Excerpted records —
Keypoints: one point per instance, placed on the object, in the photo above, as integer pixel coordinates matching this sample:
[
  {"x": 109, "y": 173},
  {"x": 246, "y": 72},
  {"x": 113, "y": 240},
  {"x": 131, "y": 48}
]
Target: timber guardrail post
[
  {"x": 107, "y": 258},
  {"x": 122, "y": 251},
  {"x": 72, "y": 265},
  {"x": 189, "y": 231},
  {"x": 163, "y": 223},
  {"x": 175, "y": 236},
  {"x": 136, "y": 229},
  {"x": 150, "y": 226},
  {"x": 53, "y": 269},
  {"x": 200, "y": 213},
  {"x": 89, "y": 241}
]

Objective — Copy out all of the lines above, changing "timber" to "wooden" and leaving everything else the same.

Right answer —
Keypoints: one point per instance, placed on the object, in the photo above, as integer pixel coordinates matching this sample:
[
  {"x": 109, "y": 173},
  {"x": 246, "y": 72},
  {"x": 113, "y": 240},
  {"x": 131, "y": 48}
]
Target: wooden guardrail post
[
  {"x": 107, "y": 258},
  {"x": 122, "y": 251},
  {"x": 72, "y": 265},
  {"x": 189, "y": 231},
  {"x": 163, "y": 223},
  {"x": 175, "y": 236},
  {"x": 136, "y": 229},
  {"x": 150, "y": 226},
  {"x": 53, "y": 269},
  {"x": 200, "y": 213},
  {"x": 89, "y": 241}
]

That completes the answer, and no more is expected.